>> BEGIN Data provided
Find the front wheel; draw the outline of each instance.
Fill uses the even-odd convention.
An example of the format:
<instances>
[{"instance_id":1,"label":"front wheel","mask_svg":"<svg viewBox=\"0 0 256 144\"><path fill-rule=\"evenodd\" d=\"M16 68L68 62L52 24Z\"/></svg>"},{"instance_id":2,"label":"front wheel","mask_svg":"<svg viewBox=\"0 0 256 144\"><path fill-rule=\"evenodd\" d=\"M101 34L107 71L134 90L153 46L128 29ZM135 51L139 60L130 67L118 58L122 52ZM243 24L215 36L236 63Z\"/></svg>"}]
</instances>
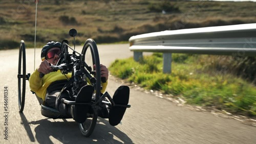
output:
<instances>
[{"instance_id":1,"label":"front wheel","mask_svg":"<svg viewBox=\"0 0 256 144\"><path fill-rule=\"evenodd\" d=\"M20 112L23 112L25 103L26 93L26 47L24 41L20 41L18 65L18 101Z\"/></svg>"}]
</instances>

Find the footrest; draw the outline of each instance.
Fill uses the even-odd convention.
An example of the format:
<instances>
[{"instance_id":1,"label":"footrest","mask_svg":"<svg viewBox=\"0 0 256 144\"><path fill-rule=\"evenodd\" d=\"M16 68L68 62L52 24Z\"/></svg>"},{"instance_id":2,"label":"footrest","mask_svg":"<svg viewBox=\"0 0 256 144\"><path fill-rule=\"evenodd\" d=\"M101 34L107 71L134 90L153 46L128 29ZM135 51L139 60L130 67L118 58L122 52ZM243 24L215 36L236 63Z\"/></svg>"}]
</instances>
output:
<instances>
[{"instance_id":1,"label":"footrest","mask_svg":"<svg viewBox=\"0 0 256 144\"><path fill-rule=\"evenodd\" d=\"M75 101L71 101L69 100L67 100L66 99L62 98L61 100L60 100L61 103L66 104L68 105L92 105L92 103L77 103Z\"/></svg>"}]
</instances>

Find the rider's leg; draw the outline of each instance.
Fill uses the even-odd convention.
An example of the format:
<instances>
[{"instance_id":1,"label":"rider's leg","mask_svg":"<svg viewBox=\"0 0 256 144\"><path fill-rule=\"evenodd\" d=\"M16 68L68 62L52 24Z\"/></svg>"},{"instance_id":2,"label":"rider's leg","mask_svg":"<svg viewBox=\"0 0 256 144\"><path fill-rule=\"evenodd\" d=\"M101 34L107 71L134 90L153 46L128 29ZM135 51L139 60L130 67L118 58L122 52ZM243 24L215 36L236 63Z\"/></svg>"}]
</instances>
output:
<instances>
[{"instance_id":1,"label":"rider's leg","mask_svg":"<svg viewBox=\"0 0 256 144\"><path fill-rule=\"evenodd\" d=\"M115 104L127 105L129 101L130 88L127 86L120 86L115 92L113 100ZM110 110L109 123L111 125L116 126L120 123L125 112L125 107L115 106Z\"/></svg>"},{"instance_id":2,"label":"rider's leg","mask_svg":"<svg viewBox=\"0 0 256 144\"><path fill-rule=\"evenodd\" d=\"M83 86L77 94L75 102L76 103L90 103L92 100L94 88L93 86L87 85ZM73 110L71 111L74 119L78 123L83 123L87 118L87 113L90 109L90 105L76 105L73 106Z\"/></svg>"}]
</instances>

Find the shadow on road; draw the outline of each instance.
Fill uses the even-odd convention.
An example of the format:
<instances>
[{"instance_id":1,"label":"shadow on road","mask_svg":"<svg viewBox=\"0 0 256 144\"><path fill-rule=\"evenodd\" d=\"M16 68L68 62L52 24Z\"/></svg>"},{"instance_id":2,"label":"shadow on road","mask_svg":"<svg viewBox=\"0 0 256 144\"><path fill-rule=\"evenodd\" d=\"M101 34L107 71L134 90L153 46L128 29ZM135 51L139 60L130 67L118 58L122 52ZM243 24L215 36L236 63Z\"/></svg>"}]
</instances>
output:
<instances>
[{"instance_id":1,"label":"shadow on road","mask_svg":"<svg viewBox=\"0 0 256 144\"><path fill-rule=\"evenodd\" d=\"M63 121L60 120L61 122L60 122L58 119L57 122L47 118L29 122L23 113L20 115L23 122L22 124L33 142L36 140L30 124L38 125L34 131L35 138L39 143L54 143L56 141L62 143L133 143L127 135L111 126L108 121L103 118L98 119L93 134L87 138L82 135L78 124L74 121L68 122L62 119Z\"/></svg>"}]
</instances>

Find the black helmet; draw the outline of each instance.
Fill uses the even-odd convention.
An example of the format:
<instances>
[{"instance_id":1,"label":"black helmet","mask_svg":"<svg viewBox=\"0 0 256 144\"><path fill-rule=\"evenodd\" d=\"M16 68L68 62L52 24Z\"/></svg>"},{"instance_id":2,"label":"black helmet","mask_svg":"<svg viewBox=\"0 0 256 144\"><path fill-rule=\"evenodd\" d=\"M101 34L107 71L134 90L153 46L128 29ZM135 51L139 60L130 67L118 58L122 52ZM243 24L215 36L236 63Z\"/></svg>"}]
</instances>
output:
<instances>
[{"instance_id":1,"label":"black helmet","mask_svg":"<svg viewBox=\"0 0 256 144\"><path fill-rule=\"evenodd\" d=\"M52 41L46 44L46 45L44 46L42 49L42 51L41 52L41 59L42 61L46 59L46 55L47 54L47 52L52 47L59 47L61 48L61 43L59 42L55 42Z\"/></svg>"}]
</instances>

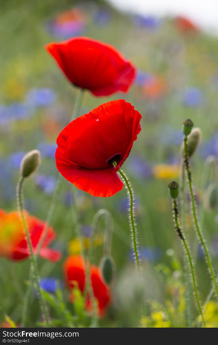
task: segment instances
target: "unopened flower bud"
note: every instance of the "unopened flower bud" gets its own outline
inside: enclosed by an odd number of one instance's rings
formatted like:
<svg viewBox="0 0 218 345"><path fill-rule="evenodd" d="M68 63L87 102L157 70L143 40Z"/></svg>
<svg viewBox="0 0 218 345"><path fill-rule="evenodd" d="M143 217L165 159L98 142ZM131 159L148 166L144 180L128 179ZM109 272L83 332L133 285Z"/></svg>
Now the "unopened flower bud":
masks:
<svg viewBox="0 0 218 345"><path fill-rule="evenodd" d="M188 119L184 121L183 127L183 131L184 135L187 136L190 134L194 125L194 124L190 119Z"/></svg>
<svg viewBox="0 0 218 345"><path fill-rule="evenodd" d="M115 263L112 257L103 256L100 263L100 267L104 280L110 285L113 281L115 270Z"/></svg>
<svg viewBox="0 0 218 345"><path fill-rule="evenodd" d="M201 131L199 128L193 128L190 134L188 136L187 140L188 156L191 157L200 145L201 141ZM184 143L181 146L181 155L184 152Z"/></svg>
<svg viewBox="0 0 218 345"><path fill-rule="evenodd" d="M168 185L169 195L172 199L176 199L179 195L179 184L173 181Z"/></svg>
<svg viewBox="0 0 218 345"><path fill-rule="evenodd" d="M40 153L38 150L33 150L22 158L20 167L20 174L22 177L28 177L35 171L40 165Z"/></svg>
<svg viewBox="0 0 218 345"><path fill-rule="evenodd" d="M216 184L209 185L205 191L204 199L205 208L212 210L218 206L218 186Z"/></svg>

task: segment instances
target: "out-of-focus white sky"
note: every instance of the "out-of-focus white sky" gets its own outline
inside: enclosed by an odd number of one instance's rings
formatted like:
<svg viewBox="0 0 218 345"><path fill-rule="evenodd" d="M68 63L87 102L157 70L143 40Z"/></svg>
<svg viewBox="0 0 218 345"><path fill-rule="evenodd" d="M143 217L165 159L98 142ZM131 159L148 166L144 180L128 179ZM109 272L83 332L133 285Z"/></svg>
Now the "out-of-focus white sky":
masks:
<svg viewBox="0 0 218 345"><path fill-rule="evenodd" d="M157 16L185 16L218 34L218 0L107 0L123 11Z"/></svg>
>> END Data provided
>> BEGIN Data provided
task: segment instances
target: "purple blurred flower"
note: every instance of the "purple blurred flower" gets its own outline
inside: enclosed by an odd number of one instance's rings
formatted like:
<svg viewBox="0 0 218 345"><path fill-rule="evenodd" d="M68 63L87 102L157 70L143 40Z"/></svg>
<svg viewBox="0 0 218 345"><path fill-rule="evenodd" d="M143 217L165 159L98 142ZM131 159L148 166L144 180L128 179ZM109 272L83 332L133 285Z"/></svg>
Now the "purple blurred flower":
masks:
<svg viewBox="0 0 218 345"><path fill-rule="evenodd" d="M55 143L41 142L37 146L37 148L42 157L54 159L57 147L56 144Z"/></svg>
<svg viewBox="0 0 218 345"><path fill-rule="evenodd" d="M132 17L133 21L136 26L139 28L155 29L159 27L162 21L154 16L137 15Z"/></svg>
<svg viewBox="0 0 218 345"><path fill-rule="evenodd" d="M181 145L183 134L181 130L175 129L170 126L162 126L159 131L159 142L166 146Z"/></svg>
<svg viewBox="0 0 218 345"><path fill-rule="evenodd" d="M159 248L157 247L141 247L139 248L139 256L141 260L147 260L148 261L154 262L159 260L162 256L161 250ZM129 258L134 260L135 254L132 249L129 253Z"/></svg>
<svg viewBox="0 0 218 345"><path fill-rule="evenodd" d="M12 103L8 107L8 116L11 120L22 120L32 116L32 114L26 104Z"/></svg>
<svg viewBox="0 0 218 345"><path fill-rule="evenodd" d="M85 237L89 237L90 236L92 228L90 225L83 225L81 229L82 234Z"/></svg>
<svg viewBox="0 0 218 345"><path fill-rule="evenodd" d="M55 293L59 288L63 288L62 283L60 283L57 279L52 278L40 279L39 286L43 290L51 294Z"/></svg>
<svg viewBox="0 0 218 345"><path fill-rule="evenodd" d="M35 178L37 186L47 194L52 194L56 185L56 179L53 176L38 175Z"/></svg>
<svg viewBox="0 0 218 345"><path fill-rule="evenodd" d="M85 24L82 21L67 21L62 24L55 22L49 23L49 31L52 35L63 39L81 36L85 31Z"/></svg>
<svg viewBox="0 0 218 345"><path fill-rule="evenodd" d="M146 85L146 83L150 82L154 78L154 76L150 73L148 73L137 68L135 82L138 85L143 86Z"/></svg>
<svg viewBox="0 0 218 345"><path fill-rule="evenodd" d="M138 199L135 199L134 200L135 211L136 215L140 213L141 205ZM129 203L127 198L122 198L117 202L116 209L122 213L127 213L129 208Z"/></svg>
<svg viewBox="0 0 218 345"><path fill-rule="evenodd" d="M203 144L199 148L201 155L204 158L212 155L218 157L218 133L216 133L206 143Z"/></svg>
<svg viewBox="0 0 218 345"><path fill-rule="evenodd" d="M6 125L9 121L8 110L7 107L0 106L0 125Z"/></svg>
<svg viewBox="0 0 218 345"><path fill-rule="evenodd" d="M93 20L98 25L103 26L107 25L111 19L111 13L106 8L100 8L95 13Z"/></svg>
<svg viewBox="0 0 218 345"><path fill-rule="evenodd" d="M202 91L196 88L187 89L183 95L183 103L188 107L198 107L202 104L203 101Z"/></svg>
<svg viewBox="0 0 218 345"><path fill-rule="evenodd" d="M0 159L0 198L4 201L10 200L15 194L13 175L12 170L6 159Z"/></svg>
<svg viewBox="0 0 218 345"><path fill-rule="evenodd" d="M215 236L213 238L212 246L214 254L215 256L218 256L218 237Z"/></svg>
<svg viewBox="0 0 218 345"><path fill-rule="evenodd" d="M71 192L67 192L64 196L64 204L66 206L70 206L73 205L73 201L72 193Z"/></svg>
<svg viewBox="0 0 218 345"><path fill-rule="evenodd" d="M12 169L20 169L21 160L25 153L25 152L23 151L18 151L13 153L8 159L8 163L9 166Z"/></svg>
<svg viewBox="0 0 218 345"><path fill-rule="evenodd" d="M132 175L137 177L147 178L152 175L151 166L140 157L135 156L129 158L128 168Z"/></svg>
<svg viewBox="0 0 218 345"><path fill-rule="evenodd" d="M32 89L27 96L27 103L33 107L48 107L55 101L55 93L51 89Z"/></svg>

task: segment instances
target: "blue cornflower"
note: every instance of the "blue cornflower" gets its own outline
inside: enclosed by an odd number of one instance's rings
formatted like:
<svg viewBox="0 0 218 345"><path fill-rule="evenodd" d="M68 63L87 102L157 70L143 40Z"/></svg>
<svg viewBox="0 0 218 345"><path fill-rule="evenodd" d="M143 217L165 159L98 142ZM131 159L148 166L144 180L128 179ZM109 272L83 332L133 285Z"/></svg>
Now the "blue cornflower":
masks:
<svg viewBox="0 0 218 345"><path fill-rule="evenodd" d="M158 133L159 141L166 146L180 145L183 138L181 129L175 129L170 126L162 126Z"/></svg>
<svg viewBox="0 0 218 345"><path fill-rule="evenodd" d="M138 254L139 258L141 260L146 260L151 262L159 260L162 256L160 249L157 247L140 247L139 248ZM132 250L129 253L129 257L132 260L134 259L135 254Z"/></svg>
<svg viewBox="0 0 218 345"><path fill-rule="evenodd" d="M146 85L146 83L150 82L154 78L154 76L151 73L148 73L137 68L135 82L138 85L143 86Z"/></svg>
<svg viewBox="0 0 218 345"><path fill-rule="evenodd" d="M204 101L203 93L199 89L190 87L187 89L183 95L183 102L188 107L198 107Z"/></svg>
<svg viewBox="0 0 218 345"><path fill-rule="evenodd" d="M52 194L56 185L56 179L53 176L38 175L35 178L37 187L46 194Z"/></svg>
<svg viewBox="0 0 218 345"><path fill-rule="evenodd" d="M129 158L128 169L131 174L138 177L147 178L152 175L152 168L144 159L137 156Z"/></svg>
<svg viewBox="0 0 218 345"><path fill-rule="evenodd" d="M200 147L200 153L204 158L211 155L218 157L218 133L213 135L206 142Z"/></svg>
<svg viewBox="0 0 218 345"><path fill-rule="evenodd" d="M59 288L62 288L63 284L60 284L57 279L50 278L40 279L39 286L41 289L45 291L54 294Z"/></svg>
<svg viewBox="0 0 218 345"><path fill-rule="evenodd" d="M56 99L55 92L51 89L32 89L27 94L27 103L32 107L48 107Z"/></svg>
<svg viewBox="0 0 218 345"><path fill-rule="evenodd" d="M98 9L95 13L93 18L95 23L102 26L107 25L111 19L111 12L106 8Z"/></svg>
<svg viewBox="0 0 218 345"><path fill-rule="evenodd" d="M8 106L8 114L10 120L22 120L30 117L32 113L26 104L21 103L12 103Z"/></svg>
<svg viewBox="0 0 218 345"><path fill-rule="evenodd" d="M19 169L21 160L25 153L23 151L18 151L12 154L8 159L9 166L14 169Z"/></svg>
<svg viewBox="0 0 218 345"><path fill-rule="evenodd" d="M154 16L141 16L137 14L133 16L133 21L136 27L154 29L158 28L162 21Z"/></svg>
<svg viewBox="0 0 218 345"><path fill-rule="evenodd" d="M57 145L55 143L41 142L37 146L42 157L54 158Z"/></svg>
>> END Data provided
Requirements
Pull out every line of the records above that contains the string "Find", and copy each one in full.

Complete answer
Find the front wheel; draw the outline of each instance.
Find the footrest; draw the outline of each instance.
Find the rider's leg; draw the outline of each instance.
Find the shadow on road; draw the outline of each instance.
Find the black helmet; draw the outline of each instance.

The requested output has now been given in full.